Begin

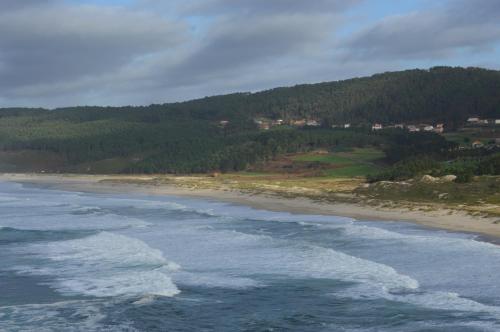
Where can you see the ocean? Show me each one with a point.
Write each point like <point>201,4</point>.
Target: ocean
<point>72,261</point>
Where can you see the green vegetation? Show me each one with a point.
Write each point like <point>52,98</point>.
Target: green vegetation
<point>188,137</point>
<point>354,163</point>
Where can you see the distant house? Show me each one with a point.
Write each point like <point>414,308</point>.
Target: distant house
<point>298,123</point>
<point>312,123</point>
<point>413,128</point>
<point>428,128</point>
<point>264,125</point>
<point>477,144</point>
<point>439,128</point>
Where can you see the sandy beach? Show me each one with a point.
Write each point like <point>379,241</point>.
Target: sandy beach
<point>447,219</point>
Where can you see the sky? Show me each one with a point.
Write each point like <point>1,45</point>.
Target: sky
<point>56,53</point>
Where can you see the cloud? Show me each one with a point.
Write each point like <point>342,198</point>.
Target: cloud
<point>437,33</point>
<point>61,43</point>
<point>268,7</point>
<point>66,52</point>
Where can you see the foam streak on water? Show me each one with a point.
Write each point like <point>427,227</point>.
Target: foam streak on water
<point>90,262</point>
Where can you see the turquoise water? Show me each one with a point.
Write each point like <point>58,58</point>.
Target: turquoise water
<point>100,262</point>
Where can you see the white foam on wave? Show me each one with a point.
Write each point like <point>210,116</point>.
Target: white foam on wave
<point>105,265</point>
<point>320,262</point>
<point>68,221</point>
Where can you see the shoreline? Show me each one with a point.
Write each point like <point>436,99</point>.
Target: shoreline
<point>446,219</point>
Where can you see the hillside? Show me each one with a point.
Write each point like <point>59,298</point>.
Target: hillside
<point>187,137</point>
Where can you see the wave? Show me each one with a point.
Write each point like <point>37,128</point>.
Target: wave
<point>104,265</point>
<point>60,316</point>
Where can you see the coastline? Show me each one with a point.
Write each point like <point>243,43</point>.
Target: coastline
<point>446,219</point>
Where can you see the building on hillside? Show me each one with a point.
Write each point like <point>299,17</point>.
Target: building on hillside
<point>477,144</point>
<point>428,128</point>
<point>439,128</point>
<point>264,125</point>
<point>413,128</point>
<point>298,123</point>
<point>313,123</point>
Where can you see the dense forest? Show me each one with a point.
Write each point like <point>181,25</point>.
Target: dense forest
<point>187,137</point>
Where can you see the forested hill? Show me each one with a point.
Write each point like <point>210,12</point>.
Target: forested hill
<point>187,137</point>
<point>442,94</point>
<point>439,94</point>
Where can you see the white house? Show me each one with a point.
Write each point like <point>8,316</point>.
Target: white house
<point>413,129</point>
<point>428,128</point>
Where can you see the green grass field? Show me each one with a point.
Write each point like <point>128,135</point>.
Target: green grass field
<point>358,162</point>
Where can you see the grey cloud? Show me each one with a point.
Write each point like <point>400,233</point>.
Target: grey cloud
<point>59,42</point>
<point>270,7</point>
<point>430,34</point>
<point>237,43</point>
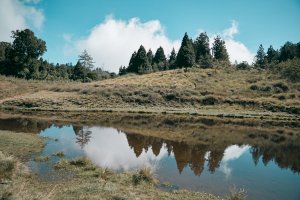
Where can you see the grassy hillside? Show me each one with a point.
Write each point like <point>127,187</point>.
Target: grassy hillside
<point>221,92</point>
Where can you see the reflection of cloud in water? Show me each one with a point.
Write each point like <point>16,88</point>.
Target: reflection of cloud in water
<point>231,153</point>
<point>108,148</point>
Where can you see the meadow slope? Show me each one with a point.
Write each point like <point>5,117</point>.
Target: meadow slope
<point>223,92</point>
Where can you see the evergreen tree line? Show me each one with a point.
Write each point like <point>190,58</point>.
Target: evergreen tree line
<point>22,58</point>
<point>285,60</point>
<point>190,53</point>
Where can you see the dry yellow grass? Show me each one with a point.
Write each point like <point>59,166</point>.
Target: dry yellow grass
<point>203,91</point>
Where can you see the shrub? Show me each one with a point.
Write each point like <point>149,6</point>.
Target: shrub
<point>290,69</point>
<point>243,65</point>
<point>209,101</point>
<point>254,87</point>
<point>280,87</point>
<point>144,175</point>
<point>59,154</point>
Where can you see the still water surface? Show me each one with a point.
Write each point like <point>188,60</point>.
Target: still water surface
<point>184,166</point>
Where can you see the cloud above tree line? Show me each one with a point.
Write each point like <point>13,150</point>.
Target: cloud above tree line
<point>112,42</point>
<point>16,14</point>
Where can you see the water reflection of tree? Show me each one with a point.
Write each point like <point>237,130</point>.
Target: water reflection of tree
<point>185,155</point>
<point>83,136</point>
<point>193,155</point>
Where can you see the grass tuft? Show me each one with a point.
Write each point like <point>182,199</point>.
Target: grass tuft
<point>144,175</point>
<point>41,158</point>
<point>59,154</point>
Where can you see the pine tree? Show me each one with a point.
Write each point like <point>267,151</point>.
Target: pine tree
<point>172,60</point>
<point>132,66</point>
<point>141,60</point>
<point>186,53</point>
<point>86,60</point>
<point>160,59</point>
<point>288,51</point>
<point>150,56</point>
<point>260,57</point>
<point>202,49</point>
<point>219,50</point>
<point>79,72</point>
<point>272,54</point>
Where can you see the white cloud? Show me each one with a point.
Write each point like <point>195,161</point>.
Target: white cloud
<point>237,50</point>
<point>230,32</point>
<point>112,42</point>
<point>232,152</point>
<point>15,15</point>
<point>108,148</point>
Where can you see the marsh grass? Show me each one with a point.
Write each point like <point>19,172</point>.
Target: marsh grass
<point>7,165</point>
<point>41,159</point>
<point>144,174</point>
<point>59,154</point>
<point>237,194</point>
<point>203,90</point>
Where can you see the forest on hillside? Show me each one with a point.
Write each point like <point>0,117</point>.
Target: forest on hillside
<point>23,59</point>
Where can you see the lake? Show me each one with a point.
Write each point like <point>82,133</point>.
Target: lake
<point>214,156</point>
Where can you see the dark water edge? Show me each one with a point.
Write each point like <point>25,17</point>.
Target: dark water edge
<point>201,154</point>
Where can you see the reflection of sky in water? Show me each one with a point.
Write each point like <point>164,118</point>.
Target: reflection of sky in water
<point>109,148</point>
<point>231,153</point>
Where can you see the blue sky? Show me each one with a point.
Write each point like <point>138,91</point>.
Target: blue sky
<point>70,26</point>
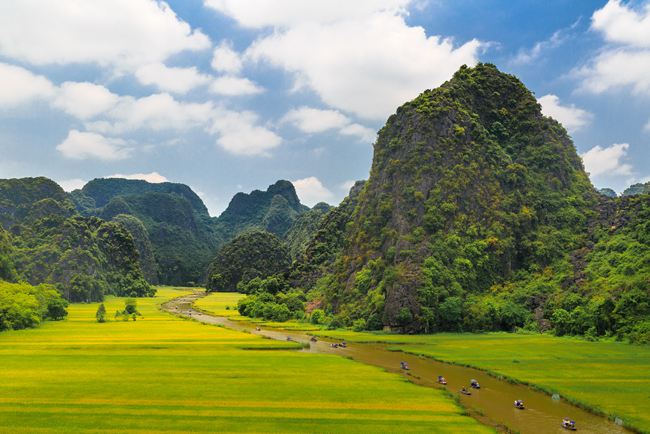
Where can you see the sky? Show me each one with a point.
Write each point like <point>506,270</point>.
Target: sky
<point>233,95</point>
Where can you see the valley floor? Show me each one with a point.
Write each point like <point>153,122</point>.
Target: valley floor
<point>162,374</point>
<point>611,377</point>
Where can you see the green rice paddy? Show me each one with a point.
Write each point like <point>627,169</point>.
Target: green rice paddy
<point>611,377</point>
<point>162,374</point>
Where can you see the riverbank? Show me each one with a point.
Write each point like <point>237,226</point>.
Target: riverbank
<point>163,374</point>
<point>608,378</point>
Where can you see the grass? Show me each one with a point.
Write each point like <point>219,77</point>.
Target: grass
<point>215,304</point>
<point>162,374</point>
<point>610,378</point>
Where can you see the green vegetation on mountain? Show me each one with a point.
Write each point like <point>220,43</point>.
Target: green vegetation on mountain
<point>303,229</point>
<point>250,256</point>
<point>142,243</point>
<point>183,237</point>
<point>637,189</point>
<point>183,245</point>
<point>273,210</point>
<point>25,200</point>
<point>607,192</point>
<point>84,258</point>
<point>99,192</point>
<point>24,306</point>
<point>478,215</point>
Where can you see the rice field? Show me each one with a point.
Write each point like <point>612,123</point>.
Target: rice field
<point>220,303</point>
<point>163,374</point>
<point>611,377</point>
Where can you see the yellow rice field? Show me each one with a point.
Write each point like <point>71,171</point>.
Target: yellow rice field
<point>162,374</point>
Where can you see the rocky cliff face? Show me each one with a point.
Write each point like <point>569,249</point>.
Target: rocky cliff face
<point>470,186</point>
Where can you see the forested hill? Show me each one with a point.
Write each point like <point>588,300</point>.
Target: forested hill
<point>273,210</point>
<point>98,192</point>
<point>47,242</point>
<point>478,215</point>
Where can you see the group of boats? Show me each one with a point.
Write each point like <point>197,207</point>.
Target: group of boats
<point>566,423</point>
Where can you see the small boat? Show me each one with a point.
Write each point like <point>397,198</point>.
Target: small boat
<point>569,424</point>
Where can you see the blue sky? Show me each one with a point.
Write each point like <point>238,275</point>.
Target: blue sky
<point>232,95</point>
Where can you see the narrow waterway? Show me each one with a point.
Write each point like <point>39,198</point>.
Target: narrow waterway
<point>495,398</point>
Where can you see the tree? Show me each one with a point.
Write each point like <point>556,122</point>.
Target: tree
<point>56,308</point>
<point>451,313</point>
<point>101,313</point>
<point>131,305</point>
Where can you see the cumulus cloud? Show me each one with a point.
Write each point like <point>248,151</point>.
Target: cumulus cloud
<point>607,161</point>
<point>224,59</point>
<point>122,33</point>
<point>83,145</point>
<point>286,13</point>
<point>571,117</point>
<point>153,177</point>
<point>360,57</point>
<point>155,112</point>
<point>234,86</point>
<point>626,60</point>
<point>622,24</point>
<point>311,120</point>
<point>240,134</point>
<point>311,191</point>
<point>176,80</point>
<point>72,184</point>
<point>84,100</point>
<point>18,86</point>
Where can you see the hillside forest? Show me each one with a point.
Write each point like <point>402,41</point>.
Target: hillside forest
<point>477,216</point>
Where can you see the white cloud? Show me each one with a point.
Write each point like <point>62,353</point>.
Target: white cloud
<point>123,33</point>
<point>224,59</point>
<point>176,80</point>
<point>286,13</point>
<point>311,191</point>
<point>81,145</point>
<point>599,161</point>
<point>365,134</point>
<point>357,60</point>
<point>153,177</point>
<point>616,68</point>
<point>18,85</point>
<point>156,112</point>
<point>626,60</point>
<point>622,24</point>
<point>240,135</point>
<point>72,184</point>
<point>84,100</point>
<point>571,117</point>
<point>311,120</point>
<point>533,54</point>
<point>234,86</point>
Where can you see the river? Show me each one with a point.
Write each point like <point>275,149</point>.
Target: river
<point>495,398</point>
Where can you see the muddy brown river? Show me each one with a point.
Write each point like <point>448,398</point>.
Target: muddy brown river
<point>495,398</point>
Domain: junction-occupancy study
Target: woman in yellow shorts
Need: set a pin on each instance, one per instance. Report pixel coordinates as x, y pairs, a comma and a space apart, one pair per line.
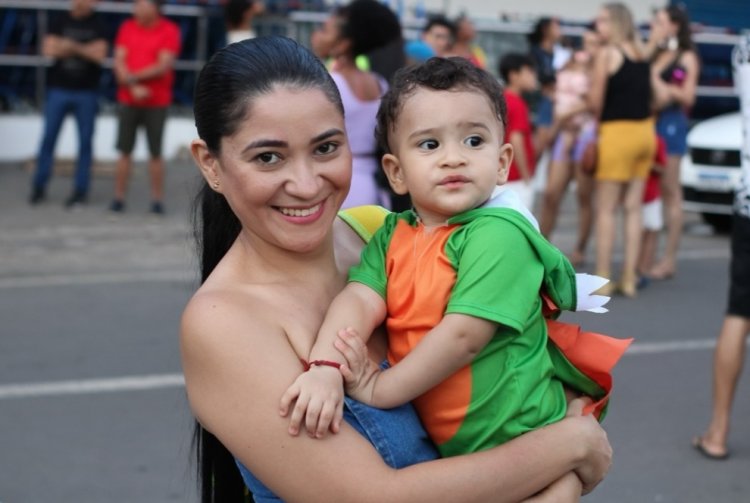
621, 98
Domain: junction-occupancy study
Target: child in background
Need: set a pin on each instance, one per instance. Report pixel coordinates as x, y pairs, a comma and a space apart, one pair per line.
570, 108
517, 71
653, 216
457, 281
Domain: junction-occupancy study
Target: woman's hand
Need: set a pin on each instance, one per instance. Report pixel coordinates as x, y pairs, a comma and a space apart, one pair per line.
360, 372
319, 393
566, 489
597, 455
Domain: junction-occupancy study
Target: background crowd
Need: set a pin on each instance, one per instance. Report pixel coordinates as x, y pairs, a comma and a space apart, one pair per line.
571, 101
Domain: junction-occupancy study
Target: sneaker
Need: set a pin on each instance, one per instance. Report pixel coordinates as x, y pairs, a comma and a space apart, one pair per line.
157, 208
76, 199
37, 196
117, 206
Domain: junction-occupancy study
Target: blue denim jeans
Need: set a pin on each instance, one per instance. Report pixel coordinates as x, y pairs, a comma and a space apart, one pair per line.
397, 435
83, 105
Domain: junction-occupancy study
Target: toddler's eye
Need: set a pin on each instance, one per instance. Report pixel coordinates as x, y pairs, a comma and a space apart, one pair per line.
428, 144
474, 141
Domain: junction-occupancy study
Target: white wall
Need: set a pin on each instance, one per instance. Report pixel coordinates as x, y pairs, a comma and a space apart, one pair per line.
568, 9
20, 136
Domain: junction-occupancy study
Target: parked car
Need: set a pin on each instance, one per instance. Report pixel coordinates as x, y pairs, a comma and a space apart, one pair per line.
710, 171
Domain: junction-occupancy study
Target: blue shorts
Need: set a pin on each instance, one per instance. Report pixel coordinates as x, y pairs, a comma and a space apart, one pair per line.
672, 125
397, 435
544, 112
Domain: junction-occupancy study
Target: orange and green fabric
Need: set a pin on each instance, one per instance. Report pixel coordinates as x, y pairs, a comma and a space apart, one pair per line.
493, 264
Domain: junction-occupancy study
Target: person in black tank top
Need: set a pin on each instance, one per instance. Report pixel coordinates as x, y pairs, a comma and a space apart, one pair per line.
77, 42
674, 80
621, 97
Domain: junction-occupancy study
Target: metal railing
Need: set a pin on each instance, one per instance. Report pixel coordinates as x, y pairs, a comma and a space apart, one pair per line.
494, 36
42, 9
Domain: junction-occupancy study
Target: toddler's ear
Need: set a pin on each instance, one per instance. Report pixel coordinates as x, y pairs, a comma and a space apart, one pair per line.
395, 174
503, 165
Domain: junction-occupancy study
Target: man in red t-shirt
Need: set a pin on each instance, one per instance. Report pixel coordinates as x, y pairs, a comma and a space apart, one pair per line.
146, 47
517, 71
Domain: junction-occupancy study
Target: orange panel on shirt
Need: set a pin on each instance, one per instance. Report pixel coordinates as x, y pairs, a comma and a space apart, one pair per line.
420, 281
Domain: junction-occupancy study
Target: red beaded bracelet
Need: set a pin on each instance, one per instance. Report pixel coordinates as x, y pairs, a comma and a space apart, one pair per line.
324, 363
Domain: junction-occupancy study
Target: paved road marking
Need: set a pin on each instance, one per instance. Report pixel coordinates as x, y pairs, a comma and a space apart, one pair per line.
182, 275
85, 386
96, 279
161, 381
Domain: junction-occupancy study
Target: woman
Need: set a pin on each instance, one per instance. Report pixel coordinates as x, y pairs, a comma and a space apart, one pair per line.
274, 154
674, 78
569, 147
620, 97
353, 31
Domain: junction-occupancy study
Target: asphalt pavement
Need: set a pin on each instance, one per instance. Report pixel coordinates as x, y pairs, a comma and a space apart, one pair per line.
92, 408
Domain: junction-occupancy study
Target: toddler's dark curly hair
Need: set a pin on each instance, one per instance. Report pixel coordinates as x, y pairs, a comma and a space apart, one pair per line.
439, 74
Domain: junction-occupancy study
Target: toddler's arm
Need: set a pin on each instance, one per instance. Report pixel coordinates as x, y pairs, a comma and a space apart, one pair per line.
448, 347
319, 392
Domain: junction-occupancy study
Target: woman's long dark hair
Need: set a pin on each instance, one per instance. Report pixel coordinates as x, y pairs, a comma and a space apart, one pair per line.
678, 15
223, 98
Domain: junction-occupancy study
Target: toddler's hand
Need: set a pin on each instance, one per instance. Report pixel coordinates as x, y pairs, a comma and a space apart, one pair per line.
319, 393
360, 372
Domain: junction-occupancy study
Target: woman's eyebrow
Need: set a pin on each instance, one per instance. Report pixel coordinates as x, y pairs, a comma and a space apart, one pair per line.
326, 134
264, 143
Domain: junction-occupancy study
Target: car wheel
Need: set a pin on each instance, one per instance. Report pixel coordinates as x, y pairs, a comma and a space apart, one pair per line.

End

**SET TASK:** Print the lines above, character for character, from the first one through the line that contains "<point>447,219</point>", including that line. Omit the pictures.

**SOLUTION TO THE PROBLEM:**
Where can you see the ocean? Show me each one with a point.
Write each point like <point>201,4</point>.
Target: ocean
<point>72,261</point>
Where can you see the green vegetation? Show me each one with a point.
Write each point like <point>52,98</point>.
Target: green vegetation
<point>188,137</point>
<point>354,163</point>
Where can you see the distant house? Show me each one with a point.
Write each point like <point>414,308</point>.
Target: distant house
<point>298,123</point>
<point>312,123</point>
<point>413,128</point>
<point>428,128</point>
<point>264,125</point>
<point>477,144</point>
<point>439,128</point>
Where can you see the sandy beach? Show me each one with a point.
Write each point like <point>379,241</point>.
Target: sandy beach
<point>447,219</point>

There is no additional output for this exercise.